'''
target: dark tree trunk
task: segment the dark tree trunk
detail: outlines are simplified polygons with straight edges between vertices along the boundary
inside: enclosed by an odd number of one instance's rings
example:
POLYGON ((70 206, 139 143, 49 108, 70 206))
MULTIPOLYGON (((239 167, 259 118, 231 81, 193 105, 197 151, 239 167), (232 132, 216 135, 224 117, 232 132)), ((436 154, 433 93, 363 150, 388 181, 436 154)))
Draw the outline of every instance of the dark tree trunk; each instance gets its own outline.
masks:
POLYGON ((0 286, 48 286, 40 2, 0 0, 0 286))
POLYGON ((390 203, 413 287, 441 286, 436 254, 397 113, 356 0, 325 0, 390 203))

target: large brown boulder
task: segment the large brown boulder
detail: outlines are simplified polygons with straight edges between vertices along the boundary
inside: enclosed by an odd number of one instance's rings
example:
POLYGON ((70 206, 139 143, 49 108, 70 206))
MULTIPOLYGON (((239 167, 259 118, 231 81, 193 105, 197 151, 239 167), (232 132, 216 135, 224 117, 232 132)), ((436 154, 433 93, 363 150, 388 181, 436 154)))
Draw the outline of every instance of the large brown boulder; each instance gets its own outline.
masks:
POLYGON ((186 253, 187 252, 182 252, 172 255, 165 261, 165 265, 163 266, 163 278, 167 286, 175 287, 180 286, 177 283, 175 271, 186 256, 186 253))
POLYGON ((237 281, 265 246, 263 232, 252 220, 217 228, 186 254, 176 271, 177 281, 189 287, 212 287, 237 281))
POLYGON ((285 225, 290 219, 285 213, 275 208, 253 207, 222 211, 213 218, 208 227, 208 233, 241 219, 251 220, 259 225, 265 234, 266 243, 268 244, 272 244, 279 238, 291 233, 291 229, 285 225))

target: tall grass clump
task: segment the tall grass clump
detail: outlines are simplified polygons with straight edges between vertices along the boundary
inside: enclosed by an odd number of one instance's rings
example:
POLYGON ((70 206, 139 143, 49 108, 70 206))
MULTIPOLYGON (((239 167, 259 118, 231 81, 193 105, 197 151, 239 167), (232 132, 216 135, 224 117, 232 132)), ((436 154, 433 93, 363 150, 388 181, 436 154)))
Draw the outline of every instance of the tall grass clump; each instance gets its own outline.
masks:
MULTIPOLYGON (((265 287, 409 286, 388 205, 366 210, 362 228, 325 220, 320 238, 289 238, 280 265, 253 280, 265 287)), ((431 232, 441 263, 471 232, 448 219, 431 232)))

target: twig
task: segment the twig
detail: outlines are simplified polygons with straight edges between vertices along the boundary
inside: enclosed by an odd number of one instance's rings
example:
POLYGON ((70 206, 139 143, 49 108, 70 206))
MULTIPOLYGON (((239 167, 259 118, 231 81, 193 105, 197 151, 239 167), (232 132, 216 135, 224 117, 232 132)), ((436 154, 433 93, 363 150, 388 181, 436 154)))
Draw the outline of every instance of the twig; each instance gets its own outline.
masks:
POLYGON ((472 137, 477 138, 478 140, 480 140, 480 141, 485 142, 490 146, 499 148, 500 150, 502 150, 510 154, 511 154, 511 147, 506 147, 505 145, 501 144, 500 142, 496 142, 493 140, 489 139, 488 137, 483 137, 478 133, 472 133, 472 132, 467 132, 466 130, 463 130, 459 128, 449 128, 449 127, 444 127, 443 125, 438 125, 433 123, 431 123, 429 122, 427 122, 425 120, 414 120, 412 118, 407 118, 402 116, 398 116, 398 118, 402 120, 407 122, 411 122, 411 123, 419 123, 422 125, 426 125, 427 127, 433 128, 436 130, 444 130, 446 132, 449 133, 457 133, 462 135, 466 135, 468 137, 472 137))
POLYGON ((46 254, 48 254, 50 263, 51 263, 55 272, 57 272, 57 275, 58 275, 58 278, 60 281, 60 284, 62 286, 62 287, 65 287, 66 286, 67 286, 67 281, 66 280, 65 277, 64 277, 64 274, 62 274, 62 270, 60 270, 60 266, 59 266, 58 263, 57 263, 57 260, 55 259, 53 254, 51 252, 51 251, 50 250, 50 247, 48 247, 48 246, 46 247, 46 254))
'''
'''
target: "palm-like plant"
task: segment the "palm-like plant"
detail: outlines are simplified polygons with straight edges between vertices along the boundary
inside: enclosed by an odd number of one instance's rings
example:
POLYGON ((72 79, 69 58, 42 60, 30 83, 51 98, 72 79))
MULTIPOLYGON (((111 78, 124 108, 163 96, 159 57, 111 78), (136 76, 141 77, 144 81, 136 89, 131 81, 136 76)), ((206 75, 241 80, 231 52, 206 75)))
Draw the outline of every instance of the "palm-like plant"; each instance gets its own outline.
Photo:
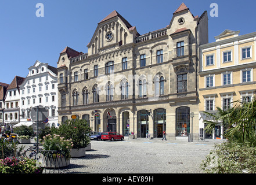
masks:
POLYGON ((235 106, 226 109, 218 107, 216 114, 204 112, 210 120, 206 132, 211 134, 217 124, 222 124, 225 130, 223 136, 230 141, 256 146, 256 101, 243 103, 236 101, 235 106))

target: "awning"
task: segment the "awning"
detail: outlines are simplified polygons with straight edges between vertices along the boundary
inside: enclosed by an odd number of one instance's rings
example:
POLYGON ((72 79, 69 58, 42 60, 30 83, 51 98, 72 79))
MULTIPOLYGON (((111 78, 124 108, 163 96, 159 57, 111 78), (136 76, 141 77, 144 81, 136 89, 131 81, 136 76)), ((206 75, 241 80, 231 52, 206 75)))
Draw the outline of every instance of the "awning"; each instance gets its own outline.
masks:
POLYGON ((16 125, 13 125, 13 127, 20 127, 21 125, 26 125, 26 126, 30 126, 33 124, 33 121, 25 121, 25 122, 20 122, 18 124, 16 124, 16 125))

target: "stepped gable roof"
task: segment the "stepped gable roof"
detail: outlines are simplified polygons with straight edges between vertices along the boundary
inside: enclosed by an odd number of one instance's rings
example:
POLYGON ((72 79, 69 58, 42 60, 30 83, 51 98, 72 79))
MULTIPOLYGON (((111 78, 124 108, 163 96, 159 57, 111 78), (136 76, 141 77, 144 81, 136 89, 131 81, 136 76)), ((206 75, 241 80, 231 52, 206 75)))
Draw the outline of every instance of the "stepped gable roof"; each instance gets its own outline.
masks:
'''
'''
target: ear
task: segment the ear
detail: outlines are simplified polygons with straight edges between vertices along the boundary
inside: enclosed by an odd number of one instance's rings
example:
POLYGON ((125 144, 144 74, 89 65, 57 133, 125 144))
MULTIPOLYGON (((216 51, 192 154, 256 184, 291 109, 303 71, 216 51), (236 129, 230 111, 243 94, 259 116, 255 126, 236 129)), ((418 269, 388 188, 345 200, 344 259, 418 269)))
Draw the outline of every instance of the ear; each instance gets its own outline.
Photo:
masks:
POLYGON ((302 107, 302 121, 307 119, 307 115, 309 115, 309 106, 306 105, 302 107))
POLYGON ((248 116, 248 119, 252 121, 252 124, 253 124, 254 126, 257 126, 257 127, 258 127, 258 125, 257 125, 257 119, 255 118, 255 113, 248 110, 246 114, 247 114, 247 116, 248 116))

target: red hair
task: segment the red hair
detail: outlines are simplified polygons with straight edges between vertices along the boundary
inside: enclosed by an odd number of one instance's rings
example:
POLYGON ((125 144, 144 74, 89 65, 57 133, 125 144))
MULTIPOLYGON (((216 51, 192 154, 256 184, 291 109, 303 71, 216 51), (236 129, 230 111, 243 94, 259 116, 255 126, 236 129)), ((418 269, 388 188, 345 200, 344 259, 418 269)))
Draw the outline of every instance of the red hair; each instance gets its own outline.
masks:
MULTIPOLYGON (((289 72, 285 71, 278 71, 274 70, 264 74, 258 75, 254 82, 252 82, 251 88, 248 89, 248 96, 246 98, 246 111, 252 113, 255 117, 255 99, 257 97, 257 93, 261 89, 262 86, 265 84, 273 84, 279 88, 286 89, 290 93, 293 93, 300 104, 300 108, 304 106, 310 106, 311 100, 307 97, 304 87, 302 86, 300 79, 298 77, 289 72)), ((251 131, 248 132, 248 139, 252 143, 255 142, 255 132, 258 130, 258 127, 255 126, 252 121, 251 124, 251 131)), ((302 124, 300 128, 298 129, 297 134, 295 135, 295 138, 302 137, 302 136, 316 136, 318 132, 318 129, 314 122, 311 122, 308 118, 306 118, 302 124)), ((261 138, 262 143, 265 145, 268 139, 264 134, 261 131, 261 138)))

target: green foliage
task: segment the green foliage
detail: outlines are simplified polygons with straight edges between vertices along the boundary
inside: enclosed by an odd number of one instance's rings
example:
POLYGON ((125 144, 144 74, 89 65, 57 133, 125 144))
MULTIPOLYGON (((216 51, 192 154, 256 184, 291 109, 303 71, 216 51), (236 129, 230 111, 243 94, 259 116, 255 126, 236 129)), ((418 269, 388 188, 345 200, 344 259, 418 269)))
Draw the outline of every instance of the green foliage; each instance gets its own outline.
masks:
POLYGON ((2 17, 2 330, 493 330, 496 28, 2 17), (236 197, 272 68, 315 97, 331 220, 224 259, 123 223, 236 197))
'''
### Work instructions
Rewrite the items from the line that contains "target: red hair" through the line that contains "MULTIPOLYGON (((289 72, 285", replacing "red hair" with "auburn hair" and leaving everything else unchanged.

### Correct result
target: auburn hair
task: segment the auburn hair
detail: outlines are simplified polygons with straight edges between vertices along the boundary
inside: enclosed by an odd number of one instance's rings
example:
POLYGON ((125 144, 144 74, 89 65, 57 133, 125 144))
MULTIPOLYGON (((216 51, 192 154, 256 184, 291 109, 303 71, 216 51), (236 129, 230 111, 243 94, 259 116, 255 126, 236 129)), ((418 269, 388 188, 345 200, 344 259, 418 269)))
Draw the outline of every instance of the auburn hair; each instance gets its own outline.
masks:
MULTIPOLYGON (((289 72, 285 71, 278 71, 274 70, 264 74, 258 75, 254 82, 252 82, 251 88, 248 89, 248 96, 246 98, 246 111, 252 113, 255 117, 255 99, 257 97, 257 93, 261 89, 262 86, 265 84, 273 84, 279 88, 286 89, 290 93, 293 93, 300 104, 300 108, 304 106, 310 106, 311 100, 307 97, 304 87, 302 86, 300 79, 298 77, 289 72)), ((251 131, 248 132, 248 139, 252 143, 255 142, 255 132, 258 130, 258 127, 255 126, 252 121, 251 124, 251 131)), ((302 124, 300 128, 298 129, 297 134, 295 135, 295 138, 302 137, 302 136, 316 136, 318 132, 318 129, 314 122, 311 122, 308 118, 306 118, 302 124)), ((261 138, 262 143, 265 145, 268 139, 264 134, 261 131, 261 138)))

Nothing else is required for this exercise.